***** Records supplied *****

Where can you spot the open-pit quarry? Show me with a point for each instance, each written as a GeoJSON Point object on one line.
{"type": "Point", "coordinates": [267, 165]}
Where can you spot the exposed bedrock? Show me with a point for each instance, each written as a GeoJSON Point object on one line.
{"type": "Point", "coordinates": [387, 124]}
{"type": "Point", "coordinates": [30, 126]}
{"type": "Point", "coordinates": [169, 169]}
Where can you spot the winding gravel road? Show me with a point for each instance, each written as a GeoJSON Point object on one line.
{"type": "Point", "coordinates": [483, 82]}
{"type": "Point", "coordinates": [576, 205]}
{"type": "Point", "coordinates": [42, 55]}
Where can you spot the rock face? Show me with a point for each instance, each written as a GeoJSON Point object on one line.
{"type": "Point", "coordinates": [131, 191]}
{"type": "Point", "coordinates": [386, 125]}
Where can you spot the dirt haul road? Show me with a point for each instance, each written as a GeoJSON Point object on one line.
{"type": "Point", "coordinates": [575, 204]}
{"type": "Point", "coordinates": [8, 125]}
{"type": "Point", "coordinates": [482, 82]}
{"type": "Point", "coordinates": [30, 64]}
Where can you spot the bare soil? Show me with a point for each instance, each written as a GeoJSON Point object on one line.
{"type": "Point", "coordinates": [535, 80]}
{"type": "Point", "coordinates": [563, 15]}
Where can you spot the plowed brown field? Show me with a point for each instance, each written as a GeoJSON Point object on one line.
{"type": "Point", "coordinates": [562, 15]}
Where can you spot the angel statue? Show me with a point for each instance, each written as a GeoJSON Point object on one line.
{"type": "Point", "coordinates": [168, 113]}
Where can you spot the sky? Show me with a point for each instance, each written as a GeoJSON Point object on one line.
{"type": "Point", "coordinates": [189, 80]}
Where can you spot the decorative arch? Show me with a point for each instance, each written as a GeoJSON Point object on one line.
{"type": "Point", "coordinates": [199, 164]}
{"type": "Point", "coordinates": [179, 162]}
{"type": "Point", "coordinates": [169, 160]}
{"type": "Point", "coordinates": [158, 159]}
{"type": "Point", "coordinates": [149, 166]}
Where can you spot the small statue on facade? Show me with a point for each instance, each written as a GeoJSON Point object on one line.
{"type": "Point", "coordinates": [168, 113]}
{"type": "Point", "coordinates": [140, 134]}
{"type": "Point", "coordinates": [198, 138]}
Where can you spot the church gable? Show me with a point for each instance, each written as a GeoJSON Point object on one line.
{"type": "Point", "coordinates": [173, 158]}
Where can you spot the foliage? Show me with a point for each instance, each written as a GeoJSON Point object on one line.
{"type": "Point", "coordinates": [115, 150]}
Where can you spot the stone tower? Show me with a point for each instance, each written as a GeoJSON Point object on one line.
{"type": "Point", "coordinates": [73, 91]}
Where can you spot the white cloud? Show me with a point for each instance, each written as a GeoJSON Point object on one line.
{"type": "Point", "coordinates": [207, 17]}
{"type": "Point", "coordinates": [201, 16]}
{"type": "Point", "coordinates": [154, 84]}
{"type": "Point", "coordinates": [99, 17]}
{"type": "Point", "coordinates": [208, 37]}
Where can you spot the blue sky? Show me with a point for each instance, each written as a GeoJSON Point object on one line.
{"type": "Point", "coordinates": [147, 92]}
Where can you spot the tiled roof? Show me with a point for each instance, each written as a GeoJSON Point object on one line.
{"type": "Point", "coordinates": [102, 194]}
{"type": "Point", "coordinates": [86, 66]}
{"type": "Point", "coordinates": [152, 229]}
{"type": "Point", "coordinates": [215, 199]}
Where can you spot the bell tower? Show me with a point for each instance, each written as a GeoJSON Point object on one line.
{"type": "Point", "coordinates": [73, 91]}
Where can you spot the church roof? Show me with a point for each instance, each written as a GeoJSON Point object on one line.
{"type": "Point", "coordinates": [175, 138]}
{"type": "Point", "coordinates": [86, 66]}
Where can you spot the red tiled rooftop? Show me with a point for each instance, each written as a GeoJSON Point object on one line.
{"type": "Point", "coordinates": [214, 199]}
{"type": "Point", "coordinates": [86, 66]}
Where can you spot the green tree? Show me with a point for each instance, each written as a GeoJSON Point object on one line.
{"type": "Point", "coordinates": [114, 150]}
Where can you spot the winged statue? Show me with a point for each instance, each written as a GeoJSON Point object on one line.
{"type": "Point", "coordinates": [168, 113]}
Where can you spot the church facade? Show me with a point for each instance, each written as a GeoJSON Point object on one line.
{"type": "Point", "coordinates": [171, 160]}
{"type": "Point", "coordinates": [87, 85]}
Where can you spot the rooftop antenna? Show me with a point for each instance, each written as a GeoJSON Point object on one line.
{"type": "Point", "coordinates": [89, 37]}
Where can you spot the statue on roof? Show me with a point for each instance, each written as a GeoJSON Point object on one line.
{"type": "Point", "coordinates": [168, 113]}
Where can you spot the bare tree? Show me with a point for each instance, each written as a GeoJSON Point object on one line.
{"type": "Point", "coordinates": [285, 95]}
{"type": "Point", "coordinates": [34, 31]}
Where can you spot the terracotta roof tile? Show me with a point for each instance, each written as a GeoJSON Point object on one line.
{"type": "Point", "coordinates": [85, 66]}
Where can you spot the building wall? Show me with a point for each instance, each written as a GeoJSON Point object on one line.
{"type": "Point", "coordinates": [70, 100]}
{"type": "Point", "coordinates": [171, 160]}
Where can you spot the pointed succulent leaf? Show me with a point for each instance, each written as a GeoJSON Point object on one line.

*****

Look above for the line containing "Where can you spot the terracotta", then transcribe it and all lines after it through the last, exactly and with nothing else.

(In response)
Where can you spot the terracotta roof tile? Show me with a point for each instance, each written as a GeoJSON Point object on one line.
{"type": "Point", "coordinates": [85, 66]}
Where can you spot the building wall? Show me with a point for each instance, each written as a GeoJSON Point object on one line.
{"type": "Point", "coordinates": [70, 100]}
{"type": "Point", "coordinates": [171, 160]}
Where can you spot the pointed succulent leaf? Show me with a point for each instance, each written as a GeoJSON Point object on one line.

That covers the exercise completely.